__What this exercise asks__:
- a) Using the review, explain in one to three sentences why the facility Arctor is sent to might have reason to produce Substance D.
- b) Duplicate the stretch of the review from "Genre: Dystopia" through "on the drug." word for word.

__Selected passage__:
▽
Genre: Dystopia
Narrative Style: Third person from various points of view
Rating: 5/5
Published: 1977
Format: Kindle
Synopsis: Bob Arctor is an undercover agent trying to find the source of a batch of Substance D, an extremely addictive narcotic. He has to report back on his friends and housemates who are also being watched by the powers that be. As a part of being undercover, he too has to take the drug. As it takes hold of him, he becomes more and more divorced from himself and more and more dependant on the drug.
It is hard to know how to put this novel into words. At its centre is Arctor’s swirl downwards into addiction. His paranoia and inability to recognise himself increase with his addiction and it is hard for the reader to tell what is real and what is not.
At the start, we are informed that Arctor has a scramble suit that he wears so his superiors cannot recognise him and with that is the name ‘Fred’ which he uses when he reports back on the household that he lives in. It is during one of these reports, he learns that Bob Arctor is under suspicion and another layer of surveillance is added when his superiors start to watch the house as well.
It all starts to get a bit messy inside of Arctor’s head. Watching the videos, he has to report on himself and his housemates. He watches in a safe house, in his scramble suit, with other scrambled individuals, watching other houses. It could easily be one of his housemates in the suit and he would never know. As he watches and continues to take the drug, he starts to not recognise himself on the TV and begins to refer to Arctor in the third person. He gets more and more paranoid and his superiors think that he may be losing it. He is put through a series of absurd tests by men in lab coats that talk in riddles. Eventually, they decide he needs to go into rehab because the drugs have finally broken him.
The novel is a difficult read. Dick says that the instances of drug taking, psychosis and withdrawal were all true and it certainly is unflinching in its description of the horrors of drugs. Dick also says that he does not consider it to be novel with a moral and if he means in terms of his attitude towards the addicts in the novel, that is probably true. There is no judgement. These people just are who they are, having come to a point in their lives where they can do no other than take drugs.
However, I do think that there a sense of morality with regard to the way that addicts are treated and the way the powers that be try to solve the ‘problem’ of addiction. This is shown in a couple of ways. First of all, once Arctor is no longer useful as an informant (and they admit that they used him to get to Barris, one of his housemates) they quickly remove him, not forgetting to charge him for becoming an addict while undercover. He is removed to a facility to withdraw but it is clear he will never be the same again.
Dick suggests that the facility – which is in need of addicts to get funding – may actually be the source of Substance D that Arctor was supposed to investigate. They create the addicts by growing and selling the drug which then secures their future as a clinic. This is suggested by two colleagues who have tried to control Arctor’s descent into addiction so that when he withdrew, he might be able to investigate. Unfortunately, he is too destroyed to do so.
At the end, I was relieved to have finished reading because the narrative was making my head hurt a little. There is a small ray of hope at the end, when Bruce (who it may be assumed is Arctor) sees the Substance D plant growing and picks one for his friends. But whether this will lead to anything other than more addiction, it is difficult to say.
△
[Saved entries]
▽
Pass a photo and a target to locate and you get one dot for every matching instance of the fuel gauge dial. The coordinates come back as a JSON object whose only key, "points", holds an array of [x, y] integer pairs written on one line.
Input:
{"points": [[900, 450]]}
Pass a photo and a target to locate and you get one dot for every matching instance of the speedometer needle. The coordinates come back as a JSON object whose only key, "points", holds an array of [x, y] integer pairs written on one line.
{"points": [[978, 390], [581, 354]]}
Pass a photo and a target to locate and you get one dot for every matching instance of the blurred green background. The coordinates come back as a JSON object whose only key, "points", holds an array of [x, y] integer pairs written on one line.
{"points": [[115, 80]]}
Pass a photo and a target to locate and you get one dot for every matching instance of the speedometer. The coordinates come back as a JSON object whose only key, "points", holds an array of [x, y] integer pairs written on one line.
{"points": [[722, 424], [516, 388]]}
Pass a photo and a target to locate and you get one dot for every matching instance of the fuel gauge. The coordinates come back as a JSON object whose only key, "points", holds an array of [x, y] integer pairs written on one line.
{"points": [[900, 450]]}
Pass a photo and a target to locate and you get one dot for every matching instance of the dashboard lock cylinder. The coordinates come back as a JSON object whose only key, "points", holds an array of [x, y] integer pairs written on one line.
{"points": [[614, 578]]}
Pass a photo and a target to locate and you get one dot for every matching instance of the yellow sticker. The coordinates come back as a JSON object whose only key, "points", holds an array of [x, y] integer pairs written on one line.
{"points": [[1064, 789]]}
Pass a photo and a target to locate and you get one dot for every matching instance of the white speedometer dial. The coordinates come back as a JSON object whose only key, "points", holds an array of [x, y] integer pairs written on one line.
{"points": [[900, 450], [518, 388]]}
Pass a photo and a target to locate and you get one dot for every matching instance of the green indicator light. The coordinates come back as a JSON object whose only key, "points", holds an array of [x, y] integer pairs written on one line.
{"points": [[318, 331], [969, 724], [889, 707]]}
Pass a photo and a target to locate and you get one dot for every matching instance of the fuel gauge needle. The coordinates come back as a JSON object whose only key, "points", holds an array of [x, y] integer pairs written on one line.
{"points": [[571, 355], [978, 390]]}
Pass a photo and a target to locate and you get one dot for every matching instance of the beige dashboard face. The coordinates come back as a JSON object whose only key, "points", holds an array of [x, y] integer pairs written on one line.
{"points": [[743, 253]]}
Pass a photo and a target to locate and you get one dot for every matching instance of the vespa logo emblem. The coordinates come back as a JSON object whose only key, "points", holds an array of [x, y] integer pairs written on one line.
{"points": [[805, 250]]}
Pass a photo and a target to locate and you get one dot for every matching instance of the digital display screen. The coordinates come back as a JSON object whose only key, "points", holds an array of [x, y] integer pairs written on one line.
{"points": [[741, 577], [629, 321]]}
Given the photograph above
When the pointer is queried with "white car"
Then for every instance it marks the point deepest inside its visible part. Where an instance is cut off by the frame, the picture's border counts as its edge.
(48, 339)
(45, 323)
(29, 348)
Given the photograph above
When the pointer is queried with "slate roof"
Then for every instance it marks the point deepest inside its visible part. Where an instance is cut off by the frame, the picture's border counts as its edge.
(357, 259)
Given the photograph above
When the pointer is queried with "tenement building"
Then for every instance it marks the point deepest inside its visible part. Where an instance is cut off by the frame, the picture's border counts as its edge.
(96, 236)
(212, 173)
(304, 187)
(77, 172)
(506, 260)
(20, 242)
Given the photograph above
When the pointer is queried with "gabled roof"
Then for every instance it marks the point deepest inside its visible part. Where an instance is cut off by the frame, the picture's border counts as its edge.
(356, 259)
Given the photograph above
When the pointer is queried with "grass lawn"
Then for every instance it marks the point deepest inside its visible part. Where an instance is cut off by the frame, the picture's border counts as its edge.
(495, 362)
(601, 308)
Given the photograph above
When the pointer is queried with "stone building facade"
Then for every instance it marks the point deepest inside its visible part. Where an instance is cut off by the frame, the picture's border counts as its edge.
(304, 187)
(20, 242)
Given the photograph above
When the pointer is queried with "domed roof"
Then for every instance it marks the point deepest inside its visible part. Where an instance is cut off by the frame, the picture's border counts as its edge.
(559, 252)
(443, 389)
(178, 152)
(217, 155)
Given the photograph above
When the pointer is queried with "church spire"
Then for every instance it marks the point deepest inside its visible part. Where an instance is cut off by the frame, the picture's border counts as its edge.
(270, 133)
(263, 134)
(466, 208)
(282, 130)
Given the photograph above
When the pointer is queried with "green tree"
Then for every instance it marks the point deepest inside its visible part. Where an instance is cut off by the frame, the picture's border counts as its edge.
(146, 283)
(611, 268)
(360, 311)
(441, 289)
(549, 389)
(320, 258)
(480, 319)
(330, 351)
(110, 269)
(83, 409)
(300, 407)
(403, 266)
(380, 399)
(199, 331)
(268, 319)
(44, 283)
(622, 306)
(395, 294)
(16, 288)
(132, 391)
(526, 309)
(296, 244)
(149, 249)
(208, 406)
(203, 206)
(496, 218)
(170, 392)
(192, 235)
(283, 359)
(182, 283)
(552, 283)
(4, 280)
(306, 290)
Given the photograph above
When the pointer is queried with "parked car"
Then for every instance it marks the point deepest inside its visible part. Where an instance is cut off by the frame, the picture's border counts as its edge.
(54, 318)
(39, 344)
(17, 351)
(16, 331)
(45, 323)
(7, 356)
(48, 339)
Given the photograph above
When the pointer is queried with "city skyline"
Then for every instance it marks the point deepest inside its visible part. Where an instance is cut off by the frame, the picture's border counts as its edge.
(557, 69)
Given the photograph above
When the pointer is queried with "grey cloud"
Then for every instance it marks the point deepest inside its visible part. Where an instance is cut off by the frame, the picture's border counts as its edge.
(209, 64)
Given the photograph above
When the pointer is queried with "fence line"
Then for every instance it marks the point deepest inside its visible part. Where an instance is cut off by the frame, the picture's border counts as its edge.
△
__Solutions to the tasks__:
- a) The facility needs addicts to get funding. By growing and selling the drug, it creates addicts, which secures its future as a clinic.

- b)
Genre: Dystopia
Narrative Style: Third person from various points of view
Rating: 5/5
Published: 1977
Format: Kindle
Synopsis: Bob Arctor is an undercover agent trying to find the source of a batch of Substance D, an extremely addictive narcotic. He has to report back on his friends and housemates who are also being watched by the powers that be. As a part of being undercover, he too has to take the drug. As it takes hold of him, he becomes more and more divorced from himself and more and more dependant on the drug.